[Start INFORMATION SHOWN]
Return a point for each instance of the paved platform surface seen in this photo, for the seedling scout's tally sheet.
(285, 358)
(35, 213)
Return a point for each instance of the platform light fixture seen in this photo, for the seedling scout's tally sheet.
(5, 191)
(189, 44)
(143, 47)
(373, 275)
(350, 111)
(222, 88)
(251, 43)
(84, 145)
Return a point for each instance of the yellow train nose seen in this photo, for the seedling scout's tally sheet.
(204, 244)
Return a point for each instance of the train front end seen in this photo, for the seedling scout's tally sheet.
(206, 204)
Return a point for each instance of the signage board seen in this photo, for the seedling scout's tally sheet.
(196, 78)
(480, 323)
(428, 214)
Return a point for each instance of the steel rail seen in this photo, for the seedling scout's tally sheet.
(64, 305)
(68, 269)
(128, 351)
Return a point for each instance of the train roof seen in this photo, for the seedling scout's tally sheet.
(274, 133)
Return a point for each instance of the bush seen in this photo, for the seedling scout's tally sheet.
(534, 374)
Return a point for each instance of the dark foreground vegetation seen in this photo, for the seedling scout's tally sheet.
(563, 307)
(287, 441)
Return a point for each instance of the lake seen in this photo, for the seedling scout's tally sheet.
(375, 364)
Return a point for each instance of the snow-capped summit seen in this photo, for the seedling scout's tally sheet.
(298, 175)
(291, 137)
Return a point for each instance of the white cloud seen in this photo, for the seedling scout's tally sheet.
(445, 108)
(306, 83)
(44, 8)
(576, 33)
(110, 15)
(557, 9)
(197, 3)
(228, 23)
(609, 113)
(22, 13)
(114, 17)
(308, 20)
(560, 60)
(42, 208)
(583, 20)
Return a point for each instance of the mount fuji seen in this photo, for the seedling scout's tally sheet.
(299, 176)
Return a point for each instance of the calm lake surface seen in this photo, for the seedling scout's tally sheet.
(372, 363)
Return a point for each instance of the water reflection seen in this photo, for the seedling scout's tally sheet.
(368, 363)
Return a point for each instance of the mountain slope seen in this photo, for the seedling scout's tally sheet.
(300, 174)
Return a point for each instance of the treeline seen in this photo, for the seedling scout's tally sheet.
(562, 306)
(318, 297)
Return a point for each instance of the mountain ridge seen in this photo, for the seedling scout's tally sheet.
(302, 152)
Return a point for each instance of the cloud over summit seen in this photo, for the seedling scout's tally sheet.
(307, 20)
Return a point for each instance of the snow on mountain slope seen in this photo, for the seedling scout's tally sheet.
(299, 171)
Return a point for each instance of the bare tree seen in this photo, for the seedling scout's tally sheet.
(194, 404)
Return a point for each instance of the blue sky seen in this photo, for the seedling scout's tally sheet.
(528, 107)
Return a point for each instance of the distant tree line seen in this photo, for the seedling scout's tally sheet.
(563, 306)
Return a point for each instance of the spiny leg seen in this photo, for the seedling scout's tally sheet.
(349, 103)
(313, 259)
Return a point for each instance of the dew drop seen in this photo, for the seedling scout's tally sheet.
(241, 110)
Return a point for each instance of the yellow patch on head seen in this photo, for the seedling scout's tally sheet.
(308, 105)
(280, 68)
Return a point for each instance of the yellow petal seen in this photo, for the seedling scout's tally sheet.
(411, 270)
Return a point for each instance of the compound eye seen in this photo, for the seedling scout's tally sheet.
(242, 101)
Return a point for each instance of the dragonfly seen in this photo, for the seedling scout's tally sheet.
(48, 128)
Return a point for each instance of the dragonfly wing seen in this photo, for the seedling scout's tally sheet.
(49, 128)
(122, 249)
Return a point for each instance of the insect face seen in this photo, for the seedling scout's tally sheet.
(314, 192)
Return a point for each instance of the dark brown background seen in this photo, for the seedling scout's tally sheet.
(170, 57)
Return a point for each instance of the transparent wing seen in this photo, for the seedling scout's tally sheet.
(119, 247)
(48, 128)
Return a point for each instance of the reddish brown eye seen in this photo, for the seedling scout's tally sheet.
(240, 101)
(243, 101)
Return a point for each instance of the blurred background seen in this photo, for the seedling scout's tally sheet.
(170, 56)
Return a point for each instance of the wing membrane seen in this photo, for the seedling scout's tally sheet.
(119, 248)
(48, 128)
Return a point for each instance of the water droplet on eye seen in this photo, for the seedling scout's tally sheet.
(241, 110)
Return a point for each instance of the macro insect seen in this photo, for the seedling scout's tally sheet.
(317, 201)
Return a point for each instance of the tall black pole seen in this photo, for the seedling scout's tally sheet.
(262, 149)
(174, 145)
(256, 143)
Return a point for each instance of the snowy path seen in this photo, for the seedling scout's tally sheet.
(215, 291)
[End INFORMATION SHOWN]
▶ [GIVEN PROBLEM]:
Copy each line of the data exactly, leaving nothing out.

▶ [CORRECT RESPONSE]:
Return a point for each instance of the paved platform surface seen in this photo, for the seedling scout's tally sheet.
(285, 358)
(35, 213)
Return a point for each instance of the platform light fixture seen in this photo, for the seedling scout's tally sheet.
(5, 191)
(189, 44)
(143, 47)
(373, 275)
(350, 111)
(222, 88)
(251, 43)
(84, 145)
Return a point for each instance of the yellow train nose seen in this photo, for the seedling scout's tally sheet.
(204, 244)
Return a point for each instance of the train front end seen in this photo, for the seedling scout's tally sheet.
(206, 204)
Return a point for each instance of the signage board seen in this photo, for the seedling scout's tally sheet.
(196, 78)
(480, 323)
(428, 214)
Return a point for each instance of the steel rail seen in this photo, for the seedling scout's tally sheet.
(64, 305)
(68, 269)
(128, 351)
Return a point for each instance of the train roof seen in this photo, for the seedling scout's tally sheet.
(274, 133)
Return a point for each instance of the bush seen in this photo, for the seedling scout's tally sheet.
(534, 374)
Return a point for each instance of the dark foreground vegetation seen in this photo, for the seedling scout's tally sheet.
(563, 307)
(287, 441)
Return a point for each instance of the lake seen in this photo, for the seedling scout's tally sheet.
(375, 364)
Return a point for each instance of the snow-capped summit seen in this photo, for the seedling scout's tally sheet.
(298, 175)
(291, 137)
Return a point for each instance of the white cloud seen in this photo, for the seedling scout's tally sheet.
(445, 108)
(306, 83)
(44, 8)
(576, 33)
(110, 15)
(557, 9)
(197, 3)
(228, 23)
(609, 113)
(22, 13)
(114, 17)
(308, 20)
(560, 60)
(42, 208)
(583, 20)
Return a point for each instance of the mount fuji seen in this photo, for the seedling scout's tally sheet.
(299, 176)
Return a point for each instance of the calm lake surface seen in this photo, for the seedling scout's tally sheet.
(372, 363)
Return a point for each instance of the water reflection seen in this photo, for the seedling scout's tally sheet.
(368, 363)
Return a point for each instance of the mountain slope seen in this photo, for the seedling scout's tally sheet.
(300, 174)
Return a point for each instance of the treeline seen in this photo, for the seedling scout's tally sheet.
(562, 306)
(318, 297)
Return a point for each instance of the mountain ridge seen in this photo, for the seedling scout's tally sheet.
(302, 152)
Return a point for each instance of the cloud over summit seen in this photo, for the seedling scout's tally sheet.
(307, 20)
Return a point for each instance of the snow on mountain slope seen in this photo, for the seedling scout's tally sheet.
(299, 171)
Return a point for each instance of the bare tree seen in this photo, for the seedling scout's tally sheet.
(194, 404)
Return a point for each instance of the blue sky seen in this photo, for the seedling scout's tally sheet.
(528, 107)
Return a point for each instance of the distant tree line seen in this photo, for the seedling scout's tally sheet.
(563, 306)
Return a point for each instance of the spiny leg seen in this photo, for the seedling scout's tally sheet.
(349, 103)
(313, 259)
Return a point for each instance of the dew drop seen in this photo, for the seedling scout's tally sheet.
(241, 110)
Return a point for each instance of the yellow patch on head seen in this photo, for the seedling scout's tally sheet.
(308, 105)
(280, 68)
Return a point for each instance of the yellow petal seen in this photo, for the seedling scout's tally sheet.
(411, 270)
Return a point for each instance of the compound eye seen in this photo, for the seedling scout's tally sheet.
(242, 101)
Return a point for each instance of the dragonfly seen in this photo, for the seedling scout's tally sheet.
(48, 128)
Return a point for each instance of the dragonfly wing seen in this photo, for the seedling scout's tally sheet.
(49, 128)
(122, 249)
Return a point for each instance of the insect face seen in this photo, for the seedling scout's tally sheet.
(314, 192)
Return a point for each instance of the dark brown background seen in this photo, for the seedling scout's tally sheet.
(170, 57)
Return a point for each instance of the transparent wing seen in this photo, for the seedling scout's tally sheet.
(119, 247)
(48, 128)
Return a point for each instance of the reddish brown eye seen in this photo, for the seedling scout's tally sheet.
(240, 101)
(243, 101)
Return a point for each instance of the blurred background seen in this photo, for the seedling scout's tally sheet.
(170, 56)
Return a point for each instance of the wing membrane seen in this photo, for the seedling scout's tally sheet.
(119, 248)
(48, 128)
Return a point for each instance of the water droplet on eye seen in this photo, for the seedling scout's tally sheet.
(241, 110)
Return a point for each instance of the macro insect seen in this photo, for the seedling scout's tally sheet.
(317, 201)
Return a point for each instance of the tall black pole seen in this photo, for the seedling scout's tally sheet.
(262, 149)
(174, 145)
(256, 143)
Return a point for each instance of the snowy path seen in this photo, for the seedling scout's tally sheet.
(215, 291)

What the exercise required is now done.